-------- Dataset excerpts

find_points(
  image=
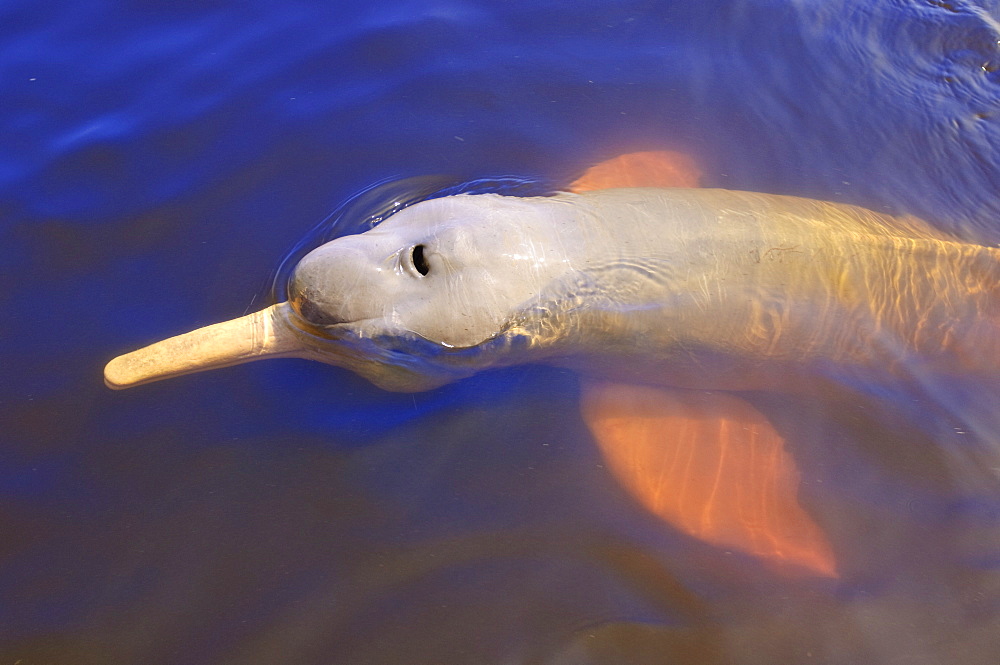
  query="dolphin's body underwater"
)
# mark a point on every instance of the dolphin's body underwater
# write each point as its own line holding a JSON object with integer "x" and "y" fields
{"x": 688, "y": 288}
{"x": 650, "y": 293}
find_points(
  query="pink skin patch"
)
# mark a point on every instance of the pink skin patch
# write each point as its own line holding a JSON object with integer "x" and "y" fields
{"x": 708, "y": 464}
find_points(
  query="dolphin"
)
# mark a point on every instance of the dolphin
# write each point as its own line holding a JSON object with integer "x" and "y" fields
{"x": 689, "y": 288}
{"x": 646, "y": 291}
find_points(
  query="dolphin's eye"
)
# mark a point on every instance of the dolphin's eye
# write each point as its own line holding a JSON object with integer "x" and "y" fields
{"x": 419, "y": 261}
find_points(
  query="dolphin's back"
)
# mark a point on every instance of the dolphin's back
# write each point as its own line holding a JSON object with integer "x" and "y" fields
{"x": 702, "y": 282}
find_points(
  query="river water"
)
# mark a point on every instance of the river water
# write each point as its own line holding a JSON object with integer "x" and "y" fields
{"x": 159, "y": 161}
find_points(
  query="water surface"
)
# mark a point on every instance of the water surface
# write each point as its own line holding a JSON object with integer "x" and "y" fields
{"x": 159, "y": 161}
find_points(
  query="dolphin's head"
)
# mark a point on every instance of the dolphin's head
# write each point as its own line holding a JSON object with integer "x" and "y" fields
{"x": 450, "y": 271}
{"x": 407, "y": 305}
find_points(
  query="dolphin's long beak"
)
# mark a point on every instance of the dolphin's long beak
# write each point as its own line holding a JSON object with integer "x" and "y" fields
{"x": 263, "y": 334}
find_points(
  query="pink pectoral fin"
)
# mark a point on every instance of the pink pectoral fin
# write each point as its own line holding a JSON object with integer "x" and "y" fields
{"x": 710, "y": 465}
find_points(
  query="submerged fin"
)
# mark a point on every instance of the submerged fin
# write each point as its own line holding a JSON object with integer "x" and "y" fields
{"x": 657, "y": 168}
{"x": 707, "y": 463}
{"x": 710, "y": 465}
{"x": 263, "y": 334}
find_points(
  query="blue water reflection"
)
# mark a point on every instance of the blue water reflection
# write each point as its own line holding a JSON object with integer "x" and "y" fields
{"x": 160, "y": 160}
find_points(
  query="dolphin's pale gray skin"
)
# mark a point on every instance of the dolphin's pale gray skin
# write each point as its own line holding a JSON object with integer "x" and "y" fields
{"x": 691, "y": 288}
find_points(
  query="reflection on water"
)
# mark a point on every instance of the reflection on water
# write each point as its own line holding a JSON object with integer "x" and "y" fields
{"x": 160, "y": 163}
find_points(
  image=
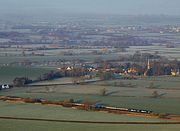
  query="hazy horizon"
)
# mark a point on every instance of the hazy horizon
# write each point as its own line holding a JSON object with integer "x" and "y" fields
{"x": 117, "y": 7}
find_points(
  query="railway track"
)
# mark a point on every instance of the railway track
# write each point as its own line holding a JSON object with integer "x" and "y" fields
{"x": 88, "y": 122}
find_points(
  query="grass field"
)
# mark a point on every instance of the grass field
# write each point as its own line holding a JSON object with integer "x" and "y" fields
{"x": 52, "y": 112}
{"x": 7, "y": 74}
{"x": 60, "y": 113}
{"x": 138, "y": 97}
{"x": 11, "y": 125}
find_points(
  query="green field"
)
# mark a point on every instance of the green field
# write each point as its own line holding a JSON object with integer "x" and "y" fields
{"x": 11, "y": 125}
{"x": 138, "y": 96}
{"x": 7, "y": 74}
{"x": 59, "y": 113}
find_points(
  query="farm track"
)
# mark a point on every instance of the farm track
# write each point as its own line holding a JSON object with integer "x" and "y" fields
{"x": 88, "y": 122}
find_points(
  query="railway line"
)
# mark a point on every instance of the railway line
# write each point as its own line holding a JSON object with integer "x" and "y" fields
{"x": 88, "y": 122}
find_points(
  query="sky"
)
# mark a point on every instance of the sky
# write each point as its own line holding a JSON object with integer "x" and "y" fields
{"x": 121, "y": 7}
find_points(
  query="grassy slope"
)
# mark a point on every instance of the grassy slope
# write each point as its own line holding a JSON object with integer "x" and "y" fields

----------------

§ Task to carry out: Which lines of the data above contain the string "pink"? Copy each of them.

§ Solution to the problem:
  query="pink skin patch"
# mark a point on every instance of the pink skin patch
  query="pink pectoral fin"
# mark a point on every instance of the pink pectoral fin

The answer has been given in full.